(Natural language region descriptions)
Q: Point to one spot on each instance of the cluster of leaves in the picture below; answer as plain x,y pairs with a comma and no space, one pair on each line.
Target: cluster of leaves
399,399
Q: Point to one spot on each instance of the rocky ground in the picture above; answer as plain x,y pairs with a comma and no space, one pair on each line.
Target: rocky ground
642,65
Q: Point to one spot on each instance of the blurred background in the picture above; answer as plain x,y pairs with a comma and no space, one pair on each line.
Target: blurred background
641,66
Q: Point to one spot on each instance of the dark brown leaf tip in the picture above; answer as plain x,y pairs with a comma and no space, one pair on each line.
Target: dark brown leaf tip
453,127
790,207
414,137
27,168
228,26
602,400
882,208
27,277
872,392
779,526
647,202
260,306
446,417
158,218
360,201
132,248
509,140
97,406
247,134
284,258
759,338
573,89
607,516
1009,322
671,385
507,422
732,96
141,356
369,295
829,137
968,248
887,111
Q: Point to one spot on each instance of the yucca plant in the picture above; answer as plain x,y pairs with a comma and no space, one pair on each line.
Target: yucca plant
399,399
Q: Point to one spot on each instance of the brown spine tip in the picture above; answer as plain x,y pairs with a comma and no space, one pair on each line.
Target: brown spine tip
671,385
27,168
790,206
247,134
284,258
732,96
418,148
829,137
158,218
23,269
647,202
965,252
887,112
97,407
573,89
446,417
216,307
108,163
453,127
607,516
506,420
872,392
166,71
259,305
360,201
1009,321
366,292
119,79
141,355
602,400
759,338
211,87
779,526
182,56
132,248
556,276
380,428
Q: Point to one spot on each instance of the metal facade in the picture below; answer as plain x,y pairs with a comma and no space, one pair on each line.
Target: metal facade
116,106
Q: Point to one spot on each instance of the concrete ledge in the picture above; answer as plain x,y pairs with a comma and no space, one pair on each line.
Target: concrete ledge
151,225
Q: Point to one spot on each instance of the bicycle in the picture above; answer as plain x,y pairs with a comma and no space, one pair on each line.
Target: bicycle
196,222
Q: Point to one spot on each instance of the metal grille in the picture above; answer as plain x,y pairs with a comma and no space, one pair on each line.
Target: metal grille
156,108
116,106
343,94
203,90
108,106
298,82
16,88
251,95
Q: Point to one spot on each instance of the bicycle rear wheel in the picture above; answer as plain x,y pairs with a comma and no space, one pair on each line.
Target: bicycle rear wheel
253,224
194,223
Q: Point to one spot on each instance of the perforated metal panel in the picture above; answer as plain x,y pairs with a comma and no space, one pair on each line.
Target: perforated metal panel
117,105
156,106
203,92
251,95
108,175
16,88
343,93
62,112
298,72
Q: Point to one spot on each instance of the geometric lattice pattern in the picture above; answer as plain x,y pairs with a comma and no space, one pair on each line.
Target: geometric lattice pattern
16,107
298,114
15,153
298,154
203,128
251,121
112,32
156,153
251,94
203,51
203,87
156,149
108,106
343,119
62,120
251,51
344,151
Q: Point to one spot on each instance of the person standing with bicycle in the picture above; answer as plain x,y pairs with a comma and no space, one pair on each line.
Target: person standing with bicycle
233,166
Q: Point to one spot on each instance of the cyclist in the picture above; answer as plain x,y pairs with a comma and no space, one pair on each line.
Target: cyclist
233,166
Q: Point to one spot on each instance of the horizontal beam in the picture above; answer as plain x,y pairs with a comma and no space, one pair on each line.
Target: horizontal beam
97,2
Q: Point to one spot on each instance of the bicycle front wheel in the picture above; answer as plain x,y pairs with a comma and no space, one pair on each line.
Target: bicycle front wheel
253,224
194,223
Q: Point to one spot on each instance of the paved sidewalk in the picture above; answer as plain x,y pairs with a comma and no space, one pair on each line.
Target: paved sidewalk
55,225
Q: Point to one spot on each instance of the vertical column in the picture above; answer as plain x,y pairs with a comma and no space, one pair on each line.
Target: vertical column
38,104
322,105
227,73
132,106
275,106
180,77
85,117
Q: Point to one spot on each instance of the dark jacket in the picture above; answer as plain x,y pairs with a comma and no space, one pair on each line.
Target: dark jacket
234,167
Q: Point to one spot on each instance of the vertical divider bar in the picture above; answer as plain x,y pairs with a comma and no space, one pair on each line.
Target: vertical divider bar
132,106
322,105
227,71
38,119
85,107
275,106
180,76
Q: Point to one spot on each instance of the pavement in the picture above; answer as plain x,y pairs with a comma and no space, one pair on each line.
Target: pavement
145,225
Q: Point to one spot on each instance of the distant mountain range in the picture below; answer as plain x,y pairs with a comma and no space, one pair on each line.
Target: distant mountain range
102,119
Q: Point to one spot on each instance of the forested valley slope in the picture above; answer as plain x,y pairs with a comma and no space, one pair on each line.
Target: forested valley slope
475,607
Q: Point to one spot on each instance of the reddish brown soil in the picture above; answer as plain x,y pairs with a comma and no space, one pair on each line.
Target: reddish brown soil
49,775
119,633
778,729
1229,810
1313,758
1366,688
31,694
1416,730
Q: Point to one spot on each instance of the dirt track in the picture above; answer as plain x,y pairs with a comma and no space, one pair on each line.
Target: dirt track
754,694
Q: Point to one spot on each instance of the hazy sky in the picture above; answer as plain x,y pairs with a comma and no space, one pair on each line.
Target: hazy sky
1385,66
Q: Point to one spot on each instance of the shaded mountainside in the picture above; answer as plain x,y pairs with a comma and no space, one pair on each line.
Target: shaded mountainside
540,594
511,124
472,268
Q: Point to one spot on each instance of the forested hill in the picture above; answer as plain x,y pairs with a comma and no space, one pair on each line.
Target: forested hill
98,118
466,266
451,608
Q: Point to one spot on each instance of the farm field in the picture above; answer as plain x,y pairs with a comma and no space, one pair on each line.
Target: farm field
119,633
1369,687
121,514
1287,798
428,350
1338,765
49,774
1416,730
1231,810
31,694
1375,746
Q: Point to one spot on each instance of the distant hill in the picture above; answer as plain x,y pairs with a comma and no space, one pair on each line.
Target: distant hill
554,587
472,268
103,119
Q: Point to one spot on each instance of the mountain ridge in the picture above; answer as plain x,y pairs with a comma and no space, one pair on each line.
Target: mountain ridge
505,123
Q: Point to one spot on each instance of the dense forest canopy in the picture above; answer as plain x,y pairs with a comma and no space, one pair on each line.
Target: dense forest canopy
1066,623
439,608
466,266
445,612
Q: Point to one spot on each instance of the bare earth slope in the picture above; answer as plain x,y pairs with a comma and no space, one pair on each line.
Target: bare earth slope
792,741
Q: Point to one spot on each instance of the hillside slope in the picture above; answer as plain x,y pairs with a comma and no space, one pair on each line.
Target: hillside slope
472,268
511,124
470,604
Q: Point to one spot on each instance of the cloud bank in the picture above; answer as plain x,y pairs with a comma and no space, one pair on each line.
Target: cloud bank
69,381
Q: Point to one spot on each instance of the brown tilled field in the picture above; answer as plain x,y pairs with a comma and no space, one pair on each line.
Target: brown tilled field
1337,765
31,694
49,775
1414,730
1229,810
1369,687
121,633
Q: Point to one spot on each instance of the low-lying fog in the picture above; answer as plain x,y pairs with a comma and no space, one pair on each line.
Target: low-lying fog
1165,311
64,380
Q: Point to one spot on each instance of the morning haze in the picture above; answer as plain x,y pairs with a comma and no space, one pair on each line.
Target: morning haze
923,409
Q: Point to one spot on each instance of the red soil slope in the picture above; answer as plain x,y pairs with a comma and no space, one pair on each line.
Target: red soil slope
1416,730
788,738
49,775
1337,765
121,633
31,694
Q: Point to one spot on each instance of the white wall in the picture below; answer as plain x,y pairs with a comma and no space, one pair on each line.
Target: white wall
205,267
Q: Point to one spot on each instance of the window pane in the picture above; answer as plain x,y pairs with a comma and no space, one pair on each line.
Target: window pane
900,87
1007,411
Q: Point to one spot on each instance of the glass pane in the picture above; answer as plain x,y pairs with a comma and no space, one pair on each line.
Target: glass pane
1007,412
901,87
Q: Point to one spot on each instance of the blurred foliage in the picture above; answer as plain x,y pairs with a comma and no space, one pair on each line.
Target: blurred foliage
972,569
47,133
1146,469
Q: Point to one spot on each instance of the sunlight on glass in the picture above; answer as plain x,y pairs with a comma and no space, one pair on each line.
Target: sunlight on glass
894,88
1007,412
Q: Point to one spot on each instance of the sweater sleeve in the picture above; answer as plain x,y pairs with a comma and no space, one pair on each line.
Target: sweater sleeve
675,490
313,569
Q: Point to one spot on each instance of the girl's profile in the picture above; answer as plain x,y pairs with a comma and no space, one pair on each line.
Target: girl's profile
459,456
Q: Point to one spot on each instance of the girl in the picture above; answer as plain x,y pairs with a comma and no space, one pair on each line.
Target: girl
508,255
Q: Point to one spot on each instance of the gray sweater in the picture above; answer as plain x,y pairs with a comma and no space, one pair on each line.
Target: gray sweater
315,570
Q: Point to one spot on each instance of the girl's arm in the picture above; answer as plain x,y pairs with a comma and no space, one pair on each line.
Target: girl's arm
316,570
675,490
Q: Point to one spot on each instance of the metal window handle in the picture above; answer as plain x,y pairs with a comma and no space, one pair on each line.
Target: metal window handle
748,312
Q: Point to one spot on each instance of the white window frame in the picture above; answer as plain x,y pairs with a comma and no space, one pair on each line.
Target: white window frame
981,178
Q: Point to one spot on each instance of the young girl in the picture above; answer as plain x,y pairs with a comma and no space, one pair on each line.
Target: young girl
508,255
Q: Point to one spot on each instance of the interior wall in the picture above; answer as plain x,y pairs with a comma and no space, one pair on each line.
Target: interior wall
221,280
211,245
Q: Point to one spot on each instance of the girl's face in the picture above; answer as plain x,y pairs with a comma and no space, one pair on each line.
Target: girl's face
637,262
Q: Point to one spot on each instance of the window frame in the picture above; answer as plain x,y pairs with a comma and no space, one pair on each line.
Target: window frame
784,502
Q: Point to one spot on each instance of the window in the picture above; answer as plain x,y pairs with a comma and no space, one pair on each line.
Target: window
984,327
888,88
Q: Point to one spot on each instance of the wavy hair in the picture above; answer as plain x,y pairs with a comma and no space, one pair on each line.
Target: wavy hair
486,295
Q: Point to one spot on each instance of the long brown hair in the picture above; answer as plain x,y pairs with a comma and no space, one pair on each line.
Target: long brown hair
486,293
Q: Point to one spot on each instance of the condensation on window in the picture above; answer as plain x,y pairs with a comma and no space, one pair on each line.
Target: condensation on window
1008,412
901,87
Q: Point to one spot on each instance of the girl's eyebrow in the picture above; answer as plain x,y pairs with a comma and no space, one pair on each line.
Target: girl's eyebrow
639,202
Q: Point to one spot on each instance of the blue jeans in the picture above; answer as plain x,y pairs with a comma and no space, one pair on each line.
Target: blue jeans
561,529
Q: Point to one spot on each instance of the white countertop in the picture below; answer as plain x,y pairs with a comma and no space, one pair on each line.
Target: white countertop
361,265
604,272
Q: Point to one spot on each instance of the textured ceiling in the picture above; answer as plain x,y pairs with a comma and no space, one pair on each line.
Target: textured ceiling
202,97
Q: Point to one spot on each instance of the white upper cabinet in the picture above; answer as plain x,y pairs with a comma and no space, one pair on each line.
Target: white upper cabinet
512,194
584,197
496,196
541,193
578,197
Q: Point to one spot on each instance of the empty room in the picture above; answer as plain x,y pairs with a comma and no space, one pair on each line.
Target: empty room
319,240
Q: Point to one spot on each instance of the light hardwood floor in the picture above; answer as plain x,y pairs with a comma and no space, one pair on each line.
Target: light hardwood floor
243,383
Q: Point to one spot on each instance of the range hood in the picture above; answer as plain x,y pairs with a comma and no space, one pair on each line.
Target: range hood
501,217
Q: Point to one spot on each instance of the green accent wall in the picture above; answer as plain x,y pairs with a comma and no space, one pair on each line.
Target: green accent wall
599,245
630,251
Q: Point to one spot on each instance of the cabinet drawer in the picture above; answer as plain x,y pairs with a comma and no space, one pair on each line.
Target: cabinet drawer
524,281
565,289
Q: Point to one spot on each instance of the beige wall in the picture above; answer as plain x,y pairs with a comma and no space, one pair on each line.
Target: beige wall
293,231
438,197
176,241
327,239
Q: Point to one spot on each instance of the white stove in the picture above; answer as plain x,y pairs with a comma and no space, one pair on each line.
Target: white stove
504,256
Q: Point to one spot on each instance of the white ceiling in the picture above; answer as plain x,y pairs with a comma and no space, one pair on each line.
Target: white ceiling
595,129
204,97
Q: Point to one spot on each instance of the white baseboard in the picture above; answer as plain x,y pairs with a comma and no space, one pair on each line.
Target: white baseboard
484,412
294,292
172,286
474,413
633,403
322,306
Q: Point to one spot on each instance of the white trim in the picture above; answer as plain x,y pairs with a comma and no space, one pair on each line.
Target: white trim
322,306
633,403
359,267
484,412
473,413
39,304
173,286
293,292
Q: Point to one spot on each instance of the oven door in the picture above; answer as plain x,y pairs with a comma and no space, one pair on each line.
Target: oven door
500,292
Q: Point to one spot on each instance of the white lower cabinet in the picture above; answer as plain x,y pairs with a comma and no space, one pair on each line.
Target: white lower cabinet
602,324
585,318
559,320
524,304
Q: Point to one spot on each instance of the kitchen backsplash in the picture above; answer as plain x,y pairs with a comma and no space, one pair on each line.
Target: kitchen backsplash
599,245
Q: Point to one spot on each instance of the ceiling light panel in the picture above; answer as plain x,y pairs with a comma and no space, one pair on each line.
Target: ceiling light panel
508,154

# WHAT TO PRODUCE:
Only the lines from the one with "Target: beige wall" through the last line of the records belong in the answer, each copied exactly.

# RESPONSE:
Target: beige wall
293,231
438,197
176,241
327,239
Q: Point to one spot on each instance of the white stove in the picture above; answer as plain x,y pairs with a comma and no space, one pair on each line.
Target: white stove
504,256
Q: Point to one spot on each instance of the white ceiling in the picture above; answer as plain x,y pairs with a comma and no space, one pair on each line.
Target: white ceiling
595,129
204,97
Q: Point to one spot on each instance of the white baseboard in the picture above; answer as plain x,y pairs with a comma and no space, one pair on each line.
Target: white baseboard
484,412
294,292
172,286
474,413
633,403
322,306
Q: Point to one spot on each instance of the white trim in the picture above; answer as plain x,y pairs with a comma and no space, one pair on each line.
Target: white trim
322,306
633,403
359,267
484,412
473,413
39,304
173,286
293,292
Q: Point to one spot on each instance of the oven door in the picture above; answer as plain x,y pairs with a comma and no space, one pair on each line.
Target: oven door
500,292
Q: Point to one spot on each instance of the white lower cabinet in the picture above; answer as plain x,y pairs with a comma and no space, one pair on each line.
Target: white lower cabinet
602,324
585,318
559,320
524,304
Q: Point to one spot on each instance of the kitchen backsplash in the picture above; answer as plain x,y pairs with a comma and no space, one pair on each line.
Target: kitchen backsplash
599,245
Q: Point to one spot on each instance of the ceiling light panel in the picture above; answer as plain x,y pairs with a comma and no space, one pair on each line.
Target: ceiling light panel
508,154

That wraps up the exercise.